● Listed records
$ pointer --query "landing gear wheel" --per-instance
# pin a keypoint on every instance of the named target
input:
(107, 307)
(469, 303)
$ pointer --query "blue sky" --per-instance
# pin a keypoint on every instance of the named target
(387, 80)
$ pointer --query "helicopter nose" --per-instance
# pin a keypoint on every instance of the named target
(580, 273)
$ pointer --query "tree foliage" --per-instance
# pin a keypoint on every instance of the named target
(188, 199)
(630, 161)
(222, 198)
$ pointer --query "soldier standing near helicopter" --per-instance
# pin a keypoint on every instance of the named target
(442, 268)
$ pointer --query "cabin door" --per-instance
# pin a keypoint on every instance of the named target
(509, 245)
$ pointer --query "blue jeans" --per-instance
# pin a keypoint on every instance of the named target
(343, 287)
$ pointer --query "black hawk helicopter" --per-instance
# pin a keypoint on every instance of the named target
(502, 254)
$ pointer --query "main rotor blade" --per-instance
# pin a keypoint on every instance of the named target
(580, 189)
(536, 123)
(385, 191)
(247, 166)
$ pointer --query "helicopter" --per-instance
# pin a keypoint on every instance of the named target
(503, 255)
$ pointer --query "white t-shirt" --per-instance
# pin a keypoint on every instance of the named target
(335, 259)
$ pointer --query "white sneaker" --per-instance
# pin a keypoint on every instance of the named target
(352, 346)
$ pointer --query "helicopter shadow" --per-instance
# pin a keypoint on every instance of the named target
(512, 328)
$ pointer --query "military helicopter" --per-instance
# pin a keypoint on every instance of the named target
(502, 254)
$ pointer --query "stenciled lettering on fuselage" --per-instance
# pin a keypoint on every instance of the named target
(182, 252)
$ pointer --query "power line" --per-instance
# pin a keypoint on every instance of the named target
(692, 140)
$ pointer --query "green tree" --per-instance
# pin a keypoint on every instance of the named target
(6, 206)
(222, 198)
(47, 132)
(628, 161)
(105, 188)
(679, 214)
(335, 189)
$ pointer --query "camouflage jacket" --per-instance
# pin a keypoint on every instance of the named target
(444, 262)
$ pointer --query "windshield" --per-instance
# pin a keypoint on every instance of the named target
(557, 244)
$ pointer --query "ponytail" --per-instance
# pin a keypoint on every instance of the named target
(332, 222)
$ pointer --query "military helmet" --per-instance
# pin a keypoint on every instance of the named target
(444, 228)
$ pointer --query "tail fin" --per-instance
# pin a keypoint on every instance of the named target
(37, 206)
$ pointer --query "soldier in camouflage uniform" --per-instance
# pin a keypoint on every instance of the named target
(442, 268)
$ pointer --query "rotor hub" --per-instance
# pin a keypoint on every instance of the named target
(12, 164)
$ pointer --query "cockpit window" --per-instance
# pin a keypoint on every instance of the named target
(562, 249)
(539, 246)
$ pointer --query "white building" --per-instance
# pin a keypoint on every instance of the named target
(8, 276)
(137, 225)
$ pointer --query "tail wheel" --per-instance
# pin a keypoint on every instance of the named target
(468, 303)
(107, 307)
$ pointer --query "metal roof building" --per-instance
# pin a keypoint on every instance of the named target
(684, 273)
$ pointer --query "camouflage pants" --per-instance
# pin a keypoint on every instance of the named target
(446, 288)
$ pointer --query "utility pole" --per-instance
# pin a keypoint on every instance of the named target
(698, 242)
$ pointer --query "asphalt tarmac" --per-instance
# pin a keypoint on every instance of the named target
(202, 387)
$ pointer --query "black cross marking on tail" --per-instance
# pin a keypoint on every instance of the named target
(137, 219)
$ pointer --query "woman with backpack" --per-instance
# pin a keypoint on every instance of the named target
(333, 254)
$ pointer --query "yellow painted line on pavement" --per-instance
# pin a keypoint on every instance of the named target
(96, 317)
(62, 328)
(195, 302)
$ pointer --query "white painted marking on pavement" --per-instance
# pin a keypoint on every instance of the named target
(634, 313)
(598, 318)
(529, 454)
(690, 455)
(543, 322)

● Work to complete
Repeat the data in its entirety, character for character.

● The response
$ pointer --query "landing gear wheel" --per-instance
# pin a keypoint on every instance of the named target
input:
(107, 307)
(469, 303)
$ pointer --query "blue sky" --per-instance
# pin a keypoint on every instance of the named target
(387, 80)
$ pointer --query "helicopter nose" --per-instance
# pin a keypoint on every instance of the named target
(580, 273)
$ pointer --query "tree foliage" --per-instance
# pin a keypoint on every instance of the named target
(188, 199)
(630, 161)
(222, 198)
$ pointer --query "soldier standing near helicopter" --per-instance
# pin a keypoint on every instance of the named target
(442, 268)
$ pointer --query "cabin door" --per-instance
# pin a keypoint on every instance of the named target
(509, 245)
$ pointer --query "blue jeans" --per-instance
# pin a keypoint on every instance of the named target
(343, 287)
$ pointer --query "black hawk helicopter" --per-instance
# pin a keypoint on every instance of the named target
(502, 254)
$ pointer --query "main rotor blade" --per-instance
# pin a keypoint on every instance of the named target
(580, 189)
(536, 123)
(385, 191)
(247, 166)
$ pointer --query "helicopter" --per-instance
# pin a keypoint on every instance of the named target
(503, 255)
$ pointer --query "white t-shirt" --per-instance
# pin a keypoint on every instance of the named target
(335, 259)
$ pointer --query "white sneaker" --per-instance
# pin a keypoint on every instance of the named target
(352, 346)
$ pointer --query "helicopter shadow" --per-instance
# pin a keypoint on every instance of the named target
(512, 328)
$ pointer --query "military helicopter" --per-instance
# pin a keypoint on every instance of the named target
(502, 254)
$ pointer --query "stenciled lettering on fuselage" --per-instance
# pin a keypoint on every instance of the named target
(182, 252)
$ pointer --query "power line" --per-instance
# pin a keypoint on every instance of the named target
(692, 140)
$ pointer --query "green tree" --per-instance
# pin a keypoint on every instance of the named target
(6, 206)
(222, 198)
(47, 132)
(628, 161)
(105, 188)
(679, 214)
(335, 189)
$ pointer --query "camouflage jacket" --per-instance
# pin a keypoint on every instance of the named target
(444, 262)
$ pointer --query "windshield" --per-instance
# pin a keypoint on every instance of the named target
(557, 244)
$ pointer --query "ponytail" --per-instance
# pin a keypoint on every instance of the named target
(332, 222)
$ pointer --query "military helmet" --per-instance
# pin a keypoint on every instance of the named target
(444, 228)
$ pointer --query "tail fin" --per-instance
# pin a keypoint on every instance of the named target
(37, 206)
$ pointer --query "soldier in camouflage uniform" --per-instance
# pin a keypoint on every instance of the named target
(442, 268)
$ pointer --query "rotor hub" --per-instance
# pin a keypoint on every instance of the named target
(12, 164)
$ pointer --query "cockpit window" --per-instance
# pin a keypoint on every instance of the named target
(562, 249)
(539, 246)
$ pointer --query "white building" --per-instance
# pin a keypoint on every instance of the named target
(8, 276)
(137, 225)
$ pointer --query "tail wheel" --per-instance
# pin a keypoint on every instance of the named target
(468, 303)
(107, 307)
$ pointer --query "metal roof building" --per-instance
# pin a keypoint on every instance of the named target
(684, 273)
$ pointer --query "camouflage pants" --per-instance
# pin a keypoint on every instance of the named target
(446, 288)
$ pointer --query "utility pole" --per-instance
# pin a keypoint on every instance of the named target
(698, 242)
$ pointer --query "asphalt tarmac" --per-instance
# pin a keypoint on every instance of the named target
(202, 387)
$ pointer --query "black cross marking on tail" --per-instance
# pin a keypoint on every instance of the named target
(137, 219)
$ pointer --query "woman with backpack" --per-instance
# pin a keypoint on every instance of the named target
(333, 254)
$ pointer --query "yellow painted line on pavement" --per-instance
# pin a keypoint on every instance of the named target
(96, 317)
(62, 328)
(195, 302)
$ pointer --query "white painted marking on pavement" --per-instance
# pin a keypoint on every instance of the named target
(634, 313)
(598, 318)
(529, 454)
(690, 455)
(543, 322)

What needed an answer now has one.